■ TEXT SHOWN:
# Taxation of Deposit Interest



## eugene (3 Oct 2005)

Hi

I have a rental property and complete a self assessment Form 12 each October for the previous calendar year.  My query - deposit interest - is tax & prsi payable on deposit interest.  I imagine there are many PAYE workers who earn deposit interest and do not know to declare it and pay tax and prsi on it.  Can someone advise please?

Regards

Eugene


----------



## CCOVICH (3 Oct 2005)

DIRT is levied at 20% (standard rate) on deposit interest by the relevant bank.  This fully satisfies the individual's liability to tax in respect of deposit interest, regardless of their marginal rate of tax.  No PRSI is levied on deposit interest, as it is not 'earned' income.

So no issues for PAYE workers.


----------



## eugene (4 Oct 2005)

So why is additional tax payable by self-assessment based customers?


----------



## CCOVICH (4 Oct 2005)

I don't know-are you sure that it (additional tax) is?  Do you include it in the overall return and then take a credit for DIRT deducted? I haven't looked at self assessment in a few years.

■ EXERCISE TASK 1:
In the thread on deposit interest, why is no PRSI charged on deposit interest? Answer in one to three sentences.

■ INFORMATION SUPPLIED:
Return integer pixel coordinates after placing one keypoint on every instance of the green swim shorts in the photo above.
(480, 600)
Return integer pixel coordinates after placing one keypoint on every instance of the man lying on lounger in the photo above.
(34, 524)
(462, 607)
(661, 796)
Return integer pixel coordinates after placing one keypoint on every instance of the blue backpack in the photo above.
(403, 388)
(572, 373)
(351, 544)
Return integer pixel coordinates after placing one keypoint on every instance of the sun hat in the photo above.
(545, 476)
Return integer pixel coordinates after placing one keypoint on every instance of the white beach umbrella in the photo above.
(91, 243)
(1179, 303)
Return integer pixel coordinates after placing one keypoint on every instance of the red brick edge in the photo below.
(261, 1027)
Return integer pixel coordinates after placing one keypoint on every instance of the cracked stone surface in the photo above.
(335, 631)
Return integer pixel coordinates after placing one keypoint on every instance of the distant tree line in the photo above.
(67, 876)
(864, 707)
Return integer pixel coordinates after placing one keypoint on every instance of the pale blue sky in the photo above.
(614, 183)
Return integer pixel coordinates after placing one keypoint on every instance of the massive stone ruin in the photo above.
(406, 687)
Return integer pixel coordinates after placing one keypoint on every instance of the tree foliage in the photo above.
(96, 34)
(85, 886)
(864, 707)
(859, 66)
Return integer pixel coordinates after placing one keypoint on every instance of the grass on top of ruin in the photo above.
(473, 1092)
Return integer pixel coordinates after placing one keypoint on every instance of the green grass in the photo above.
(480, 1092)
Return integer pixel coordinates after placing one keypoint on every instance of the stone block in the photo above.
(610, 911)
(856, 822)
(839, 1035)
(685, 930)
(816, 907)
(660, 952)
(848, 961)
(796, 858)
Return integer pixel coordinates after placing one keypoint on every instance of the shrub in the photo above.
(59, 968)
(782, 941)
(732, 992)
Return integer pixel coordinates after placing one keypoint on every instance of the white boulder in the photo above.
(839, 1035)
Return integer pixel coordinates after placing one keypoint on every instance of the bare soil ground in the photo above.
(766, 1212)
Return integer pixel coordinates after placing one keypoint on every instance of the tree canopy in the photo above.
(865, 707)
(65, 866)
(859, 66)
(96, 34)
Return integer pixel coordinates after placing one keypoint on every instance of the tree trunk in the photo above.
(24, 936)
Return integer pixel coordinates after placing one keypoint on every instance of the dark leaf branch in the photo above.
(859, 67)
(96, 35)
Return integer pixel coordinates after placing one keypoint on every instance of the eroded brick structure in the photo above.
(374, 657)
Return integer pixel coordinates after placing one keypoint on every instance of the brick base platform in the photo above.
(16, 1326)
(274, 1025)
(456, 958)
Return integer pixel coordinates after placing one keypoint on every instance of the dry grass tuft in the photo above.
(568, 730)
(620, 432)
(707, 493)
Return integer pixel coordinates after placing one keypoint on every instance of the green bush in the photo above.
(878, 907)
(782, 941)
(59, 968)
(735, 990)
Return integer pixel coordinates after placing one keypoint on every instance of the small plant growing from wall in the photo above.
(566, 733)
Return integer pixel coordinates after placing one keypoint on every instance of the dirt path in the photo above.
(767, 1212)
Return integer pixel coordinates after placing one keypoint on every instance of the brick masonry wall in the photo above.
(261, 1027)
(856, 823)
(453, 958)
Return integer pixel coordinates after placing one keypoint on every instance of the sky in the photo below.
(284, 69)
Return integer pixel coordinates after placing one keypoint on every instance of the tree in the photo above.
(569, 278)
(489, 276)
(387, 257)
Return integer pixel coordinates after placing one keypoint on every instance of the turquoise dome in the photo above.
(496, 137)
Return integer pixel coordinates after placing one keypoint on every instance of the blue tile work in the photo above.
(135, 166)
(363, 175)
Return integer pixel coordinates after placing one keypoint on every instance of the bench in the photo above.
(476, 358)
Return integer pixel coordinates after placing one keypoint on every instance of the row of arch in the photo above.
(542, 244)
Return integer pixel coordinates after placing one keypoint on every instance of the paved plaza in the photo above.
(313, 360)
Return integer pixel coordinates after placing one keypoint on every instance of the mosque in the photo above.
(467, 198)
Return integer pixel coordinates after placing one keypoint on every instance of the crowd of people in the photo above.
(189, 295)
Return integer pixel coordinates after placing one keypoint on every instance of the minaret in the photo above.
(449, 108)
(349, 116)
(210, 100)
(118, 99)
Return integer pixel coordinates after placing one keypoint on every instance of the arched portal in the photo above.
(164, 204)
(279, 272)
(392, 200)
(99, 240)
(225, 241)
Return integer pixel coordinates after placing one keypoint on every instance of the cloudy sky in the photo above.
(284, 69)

■ EXERCISE TASK 2:
Can you express the rows, everything from the first row down to and including the row that contains "(473, 1092)", as a JSON list of strings, one string per line, with blank lines left out?

■ WRITTEN REPLY 1:
No PRSI is charged on deposit interest because it is not "earned" income.

■ WRITTEN REPLY 2:
[
  "Return integer pixel coordinates after placing one keypoint on every instance of the green swim shorts in the photo above.",
  "(480, 600)",
  "Return integer pixel coordinates after placing one keypoint on every instance of the man lying on lounger in the photo above.",
  "(34, 524)",
  "(462, 607)",
  "(661, 796)",
  "Return integer pixel coordinates after placing one keypoint on every instance of the blue backpack in the photo above.",
  "(403, 388)",
  "(572, 373)",
  "(351, 544)",
  "Return integer pixel coordinates after placing one keypoint on every instance of the sun hat in the photo above.",
  "(545, 476)",
  "Return integer pixel coordinates after placing one keypoint on every instance of the white beach umbrella in the photo above.",
  "(91, 243)",
  "(1179, 303)",
  "Return integer pixel coordinates after placing one keypoint on every instance of the red brick edge in the photo below.",
  "(261, 1027)",
  "Return integer pixel coordinates after placing one keypoint on every instance of the cracked stone surface in the photo above.",
  "(335, 631)",
  "Return integer pixel coordinates after placing one keypoint on every instance of the distant tree line in the photo above.",
  "(67, 876)",
  "(864, 707)",
  "Return integer pixel coordinates after placing one keypoint on every instance of the pale blue sky in the photo above.",
  "(614, 183)",
  "Return integer pixel coordinates after placing one keypoint on every instance of the massive stone ruin in the photo above.",
  "(406, 687)",
  "Return integer pixel coordinates after placing one keypoint on every instance of the tree foliage in the photo above.",
  "(96, 34)",
  "(85, 886)",
  "(864, 707)",
  "(859, 66)",
  "Return integer pixel coordinates after placing one keypoint on every instance of the grass on top of ruin in the photo above.",
  "(473, 1092)"
]